> [Exercise instructions] Render all of the rows below as a JSON list of strings, with one string per line and any blank lines omitted.

> [Task input]
________________________
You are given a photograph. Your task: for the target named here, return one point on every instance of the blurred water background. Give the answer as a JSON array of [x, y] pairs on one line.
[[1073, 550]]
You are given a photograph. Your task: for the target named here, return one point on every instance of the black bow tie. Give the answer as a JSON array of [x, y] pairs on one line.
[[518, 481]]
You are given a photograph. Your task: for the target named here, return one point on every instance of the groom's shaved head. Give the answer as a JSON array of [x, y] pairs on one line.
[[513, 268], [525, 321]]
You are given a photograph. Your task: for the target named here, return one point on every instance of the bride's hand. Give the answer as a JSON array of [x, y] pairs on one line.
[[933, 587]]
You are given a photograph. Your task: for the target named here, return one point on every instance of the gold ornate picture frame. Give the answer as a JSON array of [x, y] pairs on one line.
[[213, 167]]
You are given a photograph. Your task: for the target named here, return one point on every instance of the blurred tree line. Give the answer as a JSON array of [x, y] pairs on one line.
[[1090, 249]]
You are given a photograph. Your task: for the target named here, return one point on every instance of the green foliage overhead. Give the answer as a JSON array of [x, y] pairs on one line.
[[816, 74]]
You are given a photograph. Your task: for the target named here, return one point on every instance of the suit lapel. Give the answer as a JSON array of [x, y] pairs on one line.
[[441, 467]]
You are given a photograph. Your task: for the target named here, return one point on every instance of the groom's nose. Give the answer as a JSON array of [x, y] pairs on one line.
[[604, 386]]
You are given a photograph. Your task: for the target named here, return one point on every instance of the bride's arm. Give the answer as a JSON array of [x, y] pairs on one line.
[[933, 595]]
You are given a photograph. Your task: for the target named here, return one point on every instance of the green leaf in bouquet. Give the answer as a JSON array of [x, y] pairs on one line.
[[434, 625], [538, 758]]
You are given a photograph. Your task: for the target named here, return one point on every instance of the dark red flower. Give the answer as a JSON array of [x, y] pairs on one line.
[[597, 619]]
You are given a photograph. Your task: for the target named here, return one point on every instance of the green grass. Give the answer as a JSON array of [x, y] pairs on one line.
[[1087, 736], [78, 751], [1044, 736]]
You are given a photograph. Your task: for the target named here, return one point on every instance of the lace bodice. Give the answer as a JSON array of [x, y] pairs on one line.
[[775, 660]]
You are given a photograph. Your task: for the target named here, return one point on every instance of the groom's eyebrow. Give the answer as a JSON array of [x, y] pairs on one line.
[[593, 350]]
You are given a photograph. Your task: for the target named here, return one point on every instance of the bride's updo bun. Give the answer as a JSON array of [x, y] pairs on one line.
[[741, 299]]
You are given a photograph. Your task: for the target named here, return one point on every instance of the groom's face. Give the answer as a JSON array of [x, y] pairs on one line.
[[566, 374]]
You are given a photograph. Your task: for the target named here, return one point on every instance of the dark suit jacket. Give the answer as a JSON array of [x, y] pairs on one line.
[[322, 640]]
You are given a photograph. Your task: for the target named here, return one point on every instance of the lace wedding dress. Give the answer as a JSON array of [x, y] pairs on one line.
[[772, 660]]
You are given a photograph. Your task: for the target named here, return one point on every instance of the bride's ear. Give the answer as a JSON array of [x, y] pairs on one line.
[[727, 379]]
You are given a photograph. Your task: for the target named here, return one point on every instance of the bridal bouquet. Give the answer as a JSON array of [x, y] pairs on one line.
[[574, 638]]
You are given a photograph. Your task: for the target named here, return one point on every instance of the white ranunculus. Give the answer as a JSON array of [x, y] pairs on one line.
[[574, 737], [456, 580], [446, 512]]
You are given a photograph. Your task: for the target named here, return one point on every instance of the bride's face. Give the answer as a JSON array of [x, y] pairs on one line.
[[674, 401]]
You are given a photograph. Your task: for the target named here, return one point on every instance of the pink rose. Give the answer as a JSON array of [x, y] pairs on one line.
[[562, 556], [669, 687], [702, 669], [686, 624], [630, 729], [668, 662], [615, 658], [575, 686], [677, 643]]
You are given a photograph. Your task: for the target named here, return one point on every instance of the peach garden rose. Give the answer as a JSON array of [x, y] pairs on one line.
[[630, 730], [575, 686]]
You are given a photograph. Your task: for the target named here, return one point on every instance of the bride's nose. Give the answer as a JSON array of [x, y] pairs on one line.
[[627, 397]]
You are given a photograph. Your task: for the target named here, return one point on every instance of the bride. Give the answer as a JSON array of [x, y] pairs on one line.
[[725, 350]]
________________________
> [Task answer]
[
  "You are given a photograph. Your task: for the target named here, return one point on every instance of the blurred water background. Give the answer as a JSON array of [x, y] pairs on one line.",
  "[[1073, 550]]",
  "You are given a photograph. Your task: for the target named here, return one point on every instance of the black bow tie. Give the answer as a JSON array of [x, y] pairs on one line.",
  "[[518, 481]]",
  "You are given a photograph. Your task: for the target named here, return one point on every instance of the groom's shaved head. Give the answer as a JSON array of [x, y] pairs on one line.",
  "[[513, 268], [525, 321]]",
  "You are given a photograph. Your task: for the target named here, return one point on every instance of the bride's hand. Give the answer as a JSON array of [x, y] pairs on one line.",
  "[[933, 587]]",
  "You are given a photograph. Your task: for the target named here, return one point on every instance of the gold ornate picture frame. Give the answer as a JSON array of [x, y] pairs on one line.",
  "[[213, 167]]",
  "You are given a photograph. Your task: for the target named here, return one point on every instance of the blurred tree line. Give the answer as a JSON array of [x, y] pairs on one line.",
  "[[1090, 249]]",
  "You are given a photograph. Your task: for the target named here, return one point on every instance of the green foliage overhead. Give the answer as a JSON array of [x, y] pairs on one line.",
  "[[816, 74]]",
  "You are given a photograph. Your task: for the target named here, return one point on every instance of the suit lapel. Give the answer as a JSON array of [x, y] pairs on one line.",
  "[[441, 467]]",
  "You are given a photograph. Your task: for the target named here, return one point on every instance of the groom's nose. Give the answer as a JSON array of [x, y] pairs on one line.",
  "[[604, 386]]",
  "You are given a photograph. Your task: for the target named here, return one point on every instance of the bride's arm. Give the answer as a JSON array of [x, y] pairs on one line.",
  "[[933, 595]]",
  "You are given a photograph. Your task: for the target named here, return one point on every instance of the green leaf in bouquet. Give the answer as a JSON array of [x, y] pairs on one line.",
  "[[434, 625], [538, 758]]",
  "You are given a photograph. Your task: for the target named here, return one point on every instance of the dark red flower. Give the answer as a JSON array of [x, y] pairs on one line.",
  "[[597, 619]]",
  "You are given a photograph. Your task: for the target named here, return one point on every instance of the green grass. Give the answer as a JSON array of [x, y] pairs on one line.",
  "[[1087, 736], [78, 751], [1044, 736]]",
  "You are given a photograph. Your task: for the target named here, return one point on every instance of the lace bodice. Give the answer as a JSON array of [x, y] pairs on one line.",
  "[[775, 660]]",
  "You are given a photograph. Your task: for the target named here, return one point on every instance of the groom's eyebrow. Give the answer as a JSON array of [x, y] pairs on one line.",
  "[[593, 350]]",
  "You are given a photograph. Your task: for the target named here, return one point on every instance of the bride's updo bun. Give the answer as a JSON array of [x, y] pairs on one line.",
  "[[741, 299]]",
  "You are given a photograph. Your task: for the target named here, return one point on every instance of the groom's face. Give the answer as a JSON array of [x, y] pairs on one line.",
  "[[566, 374]]",
  "You are given a photograph. Your task: for the target named here, return one point on every instance of the dark suit jacket. Give the answer as a JSON array of [x, y] pairs on one line.",
  "[[322, 640]]",
  "You are given a photograph. Your task: for the target named here, return one point on every instance of the lace wedding dress. Give the answer as a JSON array of [x, y] pairs on one line.",
  "[[772, 660]]",
  "You are given a photograph. Your task: for the target named here, return one point on every instance of the bride's ear. Give the answer as a JSON array of [x, y] pairs on one line.",
  "[[727, 379]]",
  "You are given a photograph. Your task: for the target named here, return one point on every instance of the bridal bouquet. Give the answer as a JSON array of [x, y] pairs on one line.",
  "[[574, 638]]",
  "You are given a photograph. Your task: for the target named here, return one point on every instance of the white ranunculus. Give the answer as a JSON array of [x, y] pairs on one line.",
  "[[574, 737], [456, 580], [446, 512]]",
  "You are given a photograph. Your task: for the target named here, return one point on every instance of the bride's face. Give the answer as a JSON array of [x, y] pairs on one line.",
  "[[674, 401]]",
  "You are given a photograph. Your task: for the target named here, return one point on every instance of the pink rose. Give the answer as a JSON array of [x, y] pairs on one line.",
  "[[562, 556], [669, 687], [702, 669], [686, 624], [630, 729], [668, 662], [615, 658], [575, 686], [677, 643]]",
  "You are given a photograph. Your task: for the target named here, return one point on every instance of the peach garden rose. Give the answer as a JSON array of [x, y] pairs on one line.",
  "[[630, 730], [575, 686]]",
  "You are given a photograph. Your task: for the target named here, return one point on every instance of the bride's nose. Give the answer as a JSON array of [x, y] pairs on one line.",
  "[[627, 397]]",
  "You are given a photograph. Your task: for the target named here, return one point on every instance of the bride. Give the answer as a JSON array of [x, y] pairs on one line.",
  "[[725, 350]]"
]